++++ Text for analysis

Beyond the Basics: Thoughts On Effective Language Instruction for AAC Learners
Have you worked with students like these?
- Gaby has been using SGDs since kindergarten. As she approaches high school, Gaby is able to express many things but her language is significantly below those of her peers. This makes it difficult for Gaby to read grade-level textbooks with comprehension, complete writing assignments, and perform well on academic tests.
- Ian’s SLP and teacher are trying to understand why he is able to learn new language skills but seems to lose some of them when they start working on new goal areas. When the time came for a speech-language re-evaluation, they were surprised that Ian scored so poorly in areas where he made mastered his IEP goals.
- Brandon is a fifth grader who wants to go to college someday. His language skills have been growing steadily since he got his first AAC device several years ago, but are still remarkably delayed.

++++++++

Check your understanding:
[A] Write down the passage of the text on AAC language instruction starting at "- Ian’s SLP" and ending at "his IEP goals.".
[B] In the text on AAC language instruction, shorten the paragraph beginning "Gaby has been using SGDs since kindergarten" while keeping its main facts.
[C] According to the text on AAC language instruction, why does Gaby have trouble reading grade-level textbooks, completing writing assignments, and performing on academic tests?
The lines that follow are not needed for any of this work.

++++ Given entries

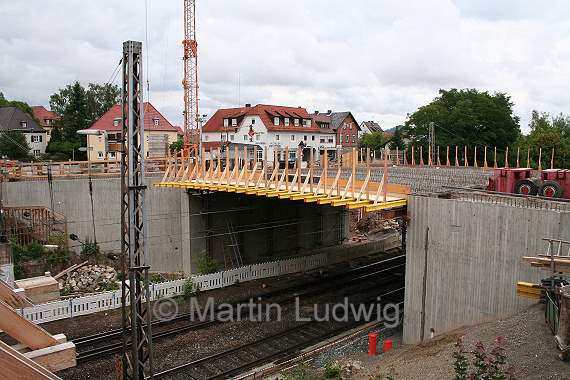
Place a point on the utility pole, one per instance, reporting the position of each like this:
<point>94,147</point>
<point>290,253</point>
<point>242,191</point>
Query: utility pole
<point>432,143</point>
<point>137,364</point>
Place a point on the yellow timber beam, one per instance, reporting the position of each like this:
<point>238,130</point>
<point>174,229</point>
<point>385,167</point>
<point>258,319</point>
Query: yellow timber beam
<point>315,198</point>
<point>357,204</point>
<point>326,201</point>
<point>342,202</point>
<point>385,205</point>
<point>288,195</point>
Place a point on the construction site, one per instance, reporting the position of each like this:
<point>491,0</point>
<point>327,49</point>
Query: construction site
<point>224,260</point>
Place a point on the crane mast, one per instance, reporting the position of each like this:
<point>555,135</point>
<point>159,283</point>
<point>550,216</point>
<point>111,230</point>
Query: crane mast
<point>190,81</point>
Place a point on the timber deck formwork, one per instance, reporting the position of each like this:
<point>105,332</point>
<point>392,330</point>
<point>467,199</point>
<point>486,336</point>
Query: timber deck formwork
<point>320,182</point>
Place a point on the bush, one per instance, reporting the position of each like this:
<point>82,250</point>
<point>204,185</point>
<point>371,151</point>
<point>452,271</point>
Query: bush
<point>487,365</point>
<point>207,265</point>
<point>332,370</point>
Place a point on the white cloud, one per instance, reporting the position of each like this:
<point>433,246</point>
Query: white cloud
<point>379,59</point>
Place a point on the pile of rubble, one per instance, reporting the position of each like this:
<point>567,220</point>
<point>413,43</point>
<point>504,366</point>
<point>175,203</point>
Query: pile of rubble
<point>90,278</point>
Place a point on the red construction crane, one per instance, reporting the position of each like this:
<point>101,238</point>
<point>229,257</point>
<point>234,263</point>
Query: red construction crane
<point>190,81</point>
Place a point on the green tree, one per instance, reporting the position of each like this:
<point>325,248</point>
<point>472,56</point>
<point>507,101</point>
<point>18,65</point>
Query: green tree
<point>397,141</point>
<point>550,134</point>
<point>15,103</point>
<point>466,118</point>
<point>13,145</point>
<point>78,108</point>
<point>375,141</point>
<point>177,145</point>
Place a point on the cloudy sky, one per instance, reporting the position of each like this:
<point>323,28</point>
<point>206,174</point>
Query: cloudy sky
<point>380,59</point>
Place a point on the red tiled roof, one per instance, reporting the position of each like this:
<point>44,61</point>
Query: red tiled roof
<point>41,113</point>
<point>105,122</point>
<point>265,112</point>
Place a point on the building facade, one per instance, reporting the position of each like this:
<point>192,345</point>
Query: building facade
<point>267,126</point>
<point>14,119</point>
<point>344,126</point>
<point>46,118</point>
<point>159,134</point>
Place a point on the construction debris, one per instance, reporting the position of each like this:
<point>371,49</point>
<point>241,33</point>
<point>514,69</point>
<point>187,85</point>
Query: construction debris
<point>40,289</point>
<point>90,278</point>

++++++++

Results:
[A]
- Ian’s SLP and teacher are trying to understand why he is able to learn new language skills but seems to lose some of them when they start working on new goal areas. When the time came for a speech-language re-evaluation, they were surprised that Ian scored so poorly in areas where he made mastered his IEP goals.

[B] Gaby has used SGDs since kindergarten. As she nears high school, she can express many things, but her language lags well behind her peers'. That makes it hard for her to read grade-level textbooks with comprehension, finish writing assignments, and do well on academic tests.

[C] Her language is significantly below that of her peers. The text gives this as the cause of her difficulty with grade-level reading, writing assignments, and academic tests.